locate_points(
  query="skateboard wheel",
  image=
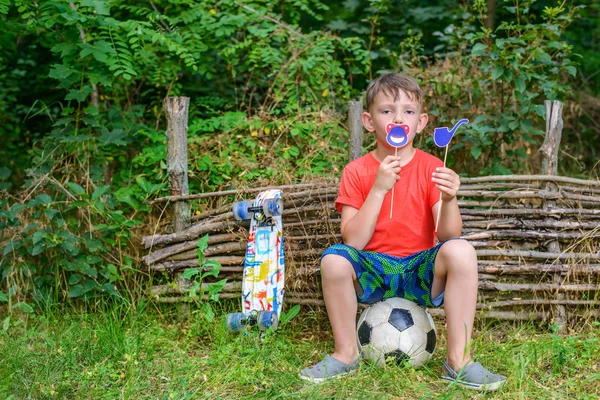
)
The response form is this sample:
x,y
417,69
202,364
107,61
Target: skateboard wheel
x,y
273,207
240,210
234,322
267,320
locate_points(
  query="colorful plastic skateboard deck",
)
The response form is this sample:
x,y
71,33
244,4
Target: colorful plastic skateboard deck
x,y
264,266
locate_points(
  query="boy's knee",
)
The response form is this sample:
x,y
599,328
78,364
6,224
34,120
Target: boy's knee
x,y
336,266
458,250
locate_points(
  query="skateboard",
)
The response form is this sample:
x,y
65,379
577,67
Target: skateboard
x,y
263,274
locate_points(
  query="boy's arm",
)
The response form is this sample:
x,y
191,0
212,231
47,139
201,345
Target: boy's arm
x,y
358,225
450,223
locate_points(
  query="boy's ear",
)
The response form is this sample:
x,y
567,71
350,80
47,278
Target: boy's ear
x,y
423,118
368,122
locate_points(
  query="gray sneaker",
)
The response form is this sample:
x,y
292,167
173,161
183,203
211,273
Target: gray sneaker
x,y
328,368
473,376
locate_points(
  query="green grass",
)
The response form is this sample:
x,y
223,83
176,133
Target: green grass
x,y
155,354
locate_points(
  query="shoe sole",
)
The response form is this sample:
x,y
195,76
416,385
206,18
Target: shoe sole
x,y
321,380
488,387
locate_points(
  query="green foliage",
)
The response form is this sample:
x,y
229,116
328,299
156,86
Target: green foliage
x,y
82,85
125,353
65,243
208,293
499,80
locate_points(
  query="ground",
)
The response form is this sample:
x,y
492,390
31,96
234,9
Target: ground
x,y
158,353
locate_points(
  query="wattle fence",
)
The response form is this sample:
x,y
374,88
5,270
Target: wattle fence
x,y
536,236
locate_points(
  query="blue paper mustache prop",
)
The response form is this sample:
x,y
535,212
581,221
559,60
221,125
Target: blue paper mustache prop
x,y
442,136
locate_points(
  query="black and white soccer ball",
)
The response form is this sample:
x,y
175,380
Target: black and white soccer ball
x,y
394,331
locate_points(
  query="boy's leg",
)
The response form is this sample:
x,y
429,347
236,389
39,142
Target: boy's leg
x,y
338,281
339,292
455,274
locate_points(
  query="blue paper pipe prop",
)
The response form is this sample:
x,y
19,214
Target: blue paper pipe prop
x,y
442,136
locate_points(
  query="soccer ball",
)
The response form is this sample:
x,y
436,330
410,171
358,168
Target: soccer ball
x,y
396,330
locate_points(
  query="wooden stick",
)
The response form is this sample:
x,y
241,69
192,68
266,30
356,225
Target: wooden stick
x,y
437,220
393,187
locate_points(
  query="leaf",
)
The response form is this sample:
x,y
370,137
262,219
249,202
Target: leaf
x,y
74,279
520,84
190,273
4,173
75,188
209,314
541,56
100,6
215,268
79,95
478,49
497,72
38,235
476,152
76,291
24,307
147,187
288,316
110,289
116,137
60,72
99,192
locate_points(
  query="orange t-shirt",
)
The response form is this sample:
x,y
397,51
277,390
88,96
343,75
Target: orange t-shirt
x,y
411,228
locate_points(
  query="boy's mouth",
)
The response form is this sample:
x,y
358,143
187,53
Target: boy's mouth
x,y
397,135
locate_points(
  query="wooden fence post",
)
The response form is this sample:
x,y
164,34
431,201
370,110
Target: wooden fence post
x,y
549,150
355,126
176,109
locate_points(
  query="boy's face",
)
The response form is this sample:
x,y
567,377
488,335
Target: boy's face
x,y
385,110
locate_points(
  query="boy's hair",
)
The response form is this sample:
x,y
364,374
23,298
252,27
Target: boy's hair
x,y
390,84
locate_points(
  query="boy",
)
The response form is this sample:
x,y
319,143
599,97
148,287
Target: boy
x,y
385,257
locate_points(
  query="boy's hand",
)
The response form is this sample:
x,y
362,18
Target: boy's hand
x,y
447,181
387,174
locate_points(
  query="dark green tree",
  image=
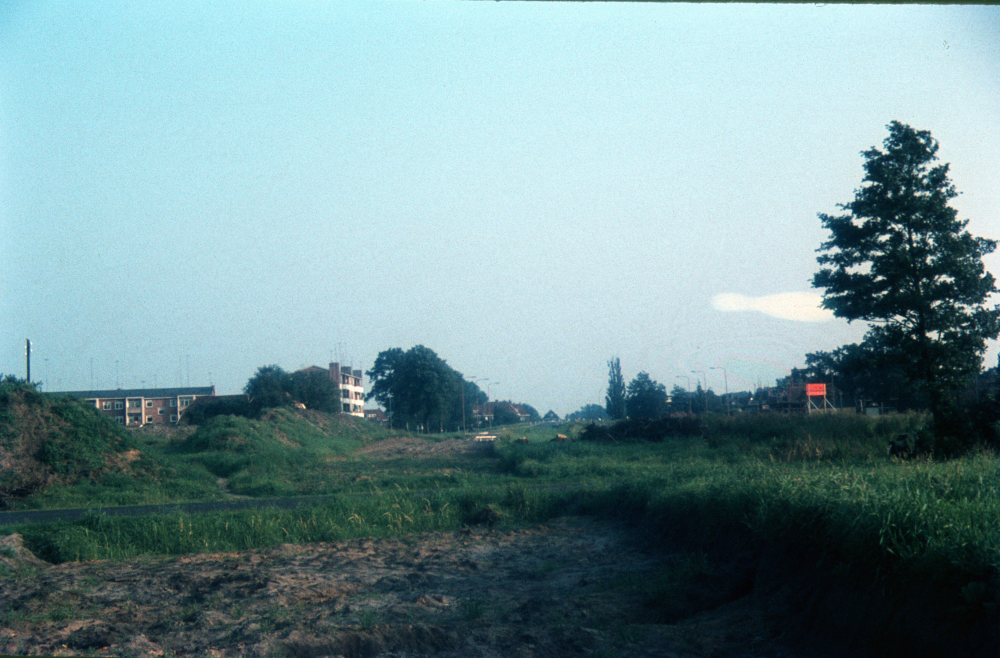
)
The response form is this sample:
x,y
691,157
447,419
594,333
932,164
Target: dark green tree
x,y
589,412
901,260
418,388
615,398
646,398
269,387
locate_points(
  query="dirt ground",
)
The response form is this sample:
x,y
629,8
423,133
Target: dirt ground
x,y
573,586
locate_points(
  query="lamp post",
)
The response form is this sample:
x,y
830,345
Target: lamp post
x,y
705,377
689,390
725,378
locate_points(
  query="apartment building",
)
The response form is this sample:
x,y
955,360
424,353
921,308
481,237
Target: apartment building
x,y
351,385
144,406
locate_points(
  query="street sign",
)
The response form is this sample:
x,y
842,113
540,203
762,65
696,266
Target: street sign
x,y
816,390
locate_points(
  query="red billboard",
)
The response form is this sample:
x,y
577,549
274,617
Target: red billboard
x,y
816,390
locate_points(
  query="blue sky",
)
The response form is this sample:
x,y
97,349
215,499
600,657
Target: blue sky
x,y
190,190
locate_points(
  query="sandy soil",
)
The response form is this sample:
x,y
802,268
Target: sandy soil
x,y
574,586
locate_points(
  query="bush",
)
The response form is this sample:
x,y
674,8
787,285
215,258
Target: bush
x,y
640,429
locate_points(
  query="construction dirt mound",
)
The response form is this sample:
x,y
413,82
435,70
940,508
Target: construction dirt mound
x,y
570,587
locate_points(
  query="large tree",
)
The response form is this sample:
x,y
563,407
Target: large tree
x,y
615,397
269,387
901,260
646,398
417,387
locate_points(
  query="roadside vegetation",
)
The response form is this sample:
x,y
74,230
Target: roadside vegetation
x,y
818,489
824,483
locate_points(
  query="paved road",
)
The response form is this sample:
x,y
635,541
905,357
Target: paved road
x,y
43,516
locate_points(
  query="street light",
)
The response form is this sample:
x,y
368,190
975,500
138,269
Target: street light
x,y
725,378
706,386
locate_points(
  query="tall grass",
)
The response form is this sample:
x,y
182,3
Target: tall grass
x,y
823,484
395,513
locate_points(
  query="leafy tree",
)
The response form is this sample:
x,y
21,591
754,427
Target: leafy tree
x,y
901,260
858,373
269,387
615,397
589,412
646,398
418,388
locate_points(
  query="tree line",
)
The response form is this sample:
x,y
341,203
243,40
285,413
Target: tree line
x,y
900,260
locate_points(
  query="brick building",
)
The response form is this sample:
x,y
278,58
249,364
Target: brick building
x,y
144,406
351,385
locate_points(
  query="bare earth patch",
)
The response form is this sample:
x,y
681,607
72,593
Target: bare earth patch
x,y
570,587
573,586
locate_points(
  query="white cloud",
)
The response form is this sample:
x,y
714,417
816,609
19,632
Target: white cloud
x,y
798,306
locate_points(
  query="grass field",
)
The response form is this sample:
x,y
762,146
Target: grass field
x,y
824,483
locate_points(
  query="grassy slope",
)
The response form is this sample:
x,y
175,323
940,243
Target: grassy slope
x,y
822,487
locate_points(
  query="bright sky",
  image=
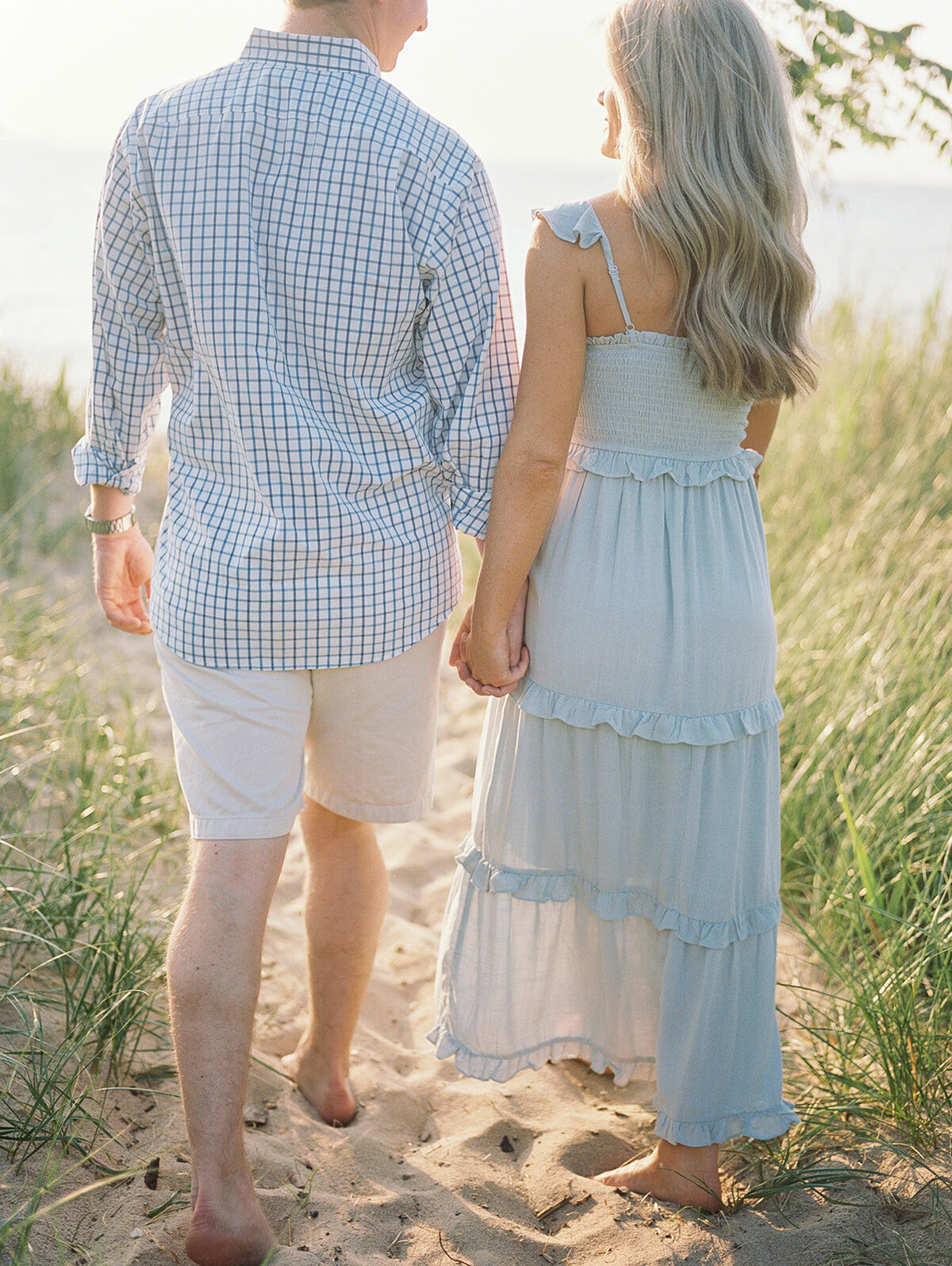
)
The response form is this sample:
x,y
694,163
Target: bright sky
x,y
516,78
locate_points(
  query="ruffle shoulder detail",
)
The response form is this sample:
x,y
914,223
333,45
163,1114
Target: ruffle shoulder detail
x,y
685,471
543,887
658,727
573,221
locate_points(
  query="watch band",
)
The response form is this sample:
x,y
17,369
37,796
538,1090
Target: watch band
x,y
109,527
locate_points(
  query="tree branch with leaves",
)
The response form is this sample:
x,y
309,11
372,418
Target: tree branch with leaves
x,y
854,79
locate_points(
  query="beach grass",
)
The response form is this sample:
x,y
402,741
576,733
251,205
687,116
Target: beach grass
x,y
858,502
84,817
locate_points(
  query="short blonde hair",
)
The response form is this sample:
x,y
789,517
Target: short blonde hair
x,y
709,170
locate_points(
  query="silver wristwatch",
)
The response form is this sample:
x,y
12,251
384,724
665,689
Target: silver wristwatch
x,y
109,527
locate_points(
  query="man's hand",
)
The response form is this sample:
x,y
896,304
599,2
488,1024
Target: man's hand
x,y
501,661
121,568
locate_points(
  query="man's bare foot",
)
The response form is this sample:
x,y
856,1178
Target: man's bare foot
x,y
228,1237
327,1091
680,1175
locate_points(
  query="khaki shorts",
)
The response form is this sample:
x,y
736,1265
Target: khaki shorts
x,y
251,744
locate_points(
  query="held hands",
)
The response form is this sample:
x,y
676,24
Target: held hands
x,y
121,568
491,664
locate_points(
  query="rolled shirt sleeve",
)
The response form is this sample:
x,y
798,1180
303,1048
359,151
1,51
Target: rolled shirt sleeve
x,y
128,332
470,356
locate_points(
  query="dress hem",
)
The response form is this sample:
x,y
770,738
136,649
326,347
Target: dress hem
x,y
491,1068
766,1123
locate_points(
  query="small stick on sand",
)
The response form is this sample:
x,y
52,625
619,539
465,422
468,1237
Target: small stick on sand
x,y
460,1261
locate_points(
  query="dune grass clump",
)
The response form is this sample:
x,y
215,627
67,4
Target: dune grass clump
x,y
38,425
858,499
84,817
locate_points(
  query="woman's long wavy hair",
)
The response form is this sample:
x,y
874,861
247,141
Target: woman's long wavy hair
x,y
709,170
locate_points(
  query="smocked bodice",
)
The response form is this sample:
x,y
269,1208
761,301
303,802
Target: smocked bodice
x,y
642,395
643,410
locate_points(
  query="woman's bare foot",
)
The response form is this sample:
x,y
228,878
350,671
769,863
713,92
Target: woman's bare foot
x,y
680,1175
235,1233
329,1093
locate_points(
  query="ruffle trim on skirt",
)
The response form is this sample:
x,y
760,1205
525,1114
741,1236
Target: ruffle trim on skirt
x,y
752,1125
658,727
490,1068
547,887
685,471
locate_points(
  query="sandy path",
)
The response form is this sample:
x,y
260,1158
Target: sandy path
x,y
437,1168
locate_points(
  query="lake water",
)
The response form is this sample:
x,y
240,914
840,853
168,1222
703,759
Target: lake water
x,y
888,246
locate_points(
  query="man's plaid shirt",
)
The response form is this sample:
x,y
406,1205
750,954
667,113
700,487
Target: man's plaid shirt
x,y
314,266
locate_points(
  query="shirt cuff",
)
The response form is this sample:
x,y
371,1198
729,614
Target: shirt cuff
x,y
470,510
94,466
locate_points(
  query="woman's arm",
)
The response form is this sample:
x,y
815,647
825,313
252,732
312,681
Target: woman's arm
x,y
529,472
761,423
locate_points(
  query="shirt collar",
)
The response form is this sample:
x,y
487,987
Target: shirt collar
x,y
322,52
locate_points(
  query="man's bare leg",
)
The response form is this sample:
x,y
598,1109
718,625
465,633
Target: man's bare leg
x,y
214,975
346,899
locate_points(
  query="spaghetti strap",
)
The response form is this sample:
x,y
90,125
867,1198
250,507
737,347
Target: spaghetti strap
x,y
578,221
613,272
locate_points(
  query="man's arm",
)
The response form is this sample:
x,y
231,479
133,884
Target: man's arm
x,y
128,376
470,355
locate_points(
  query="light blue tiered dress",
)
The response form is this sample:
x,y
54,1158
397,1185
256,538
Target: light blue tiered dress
x,y
616,899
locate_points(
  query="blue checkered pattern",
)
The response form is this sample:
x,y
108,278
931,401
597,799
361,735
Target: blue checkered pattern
x,y
314,266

* WHAT TO WORK ON *
From the items above, pull out each line containing the string "black". Case counts.

* EXPECTED ANSWER *
  query="black and white soccer ball",
Target: black and white soccer ball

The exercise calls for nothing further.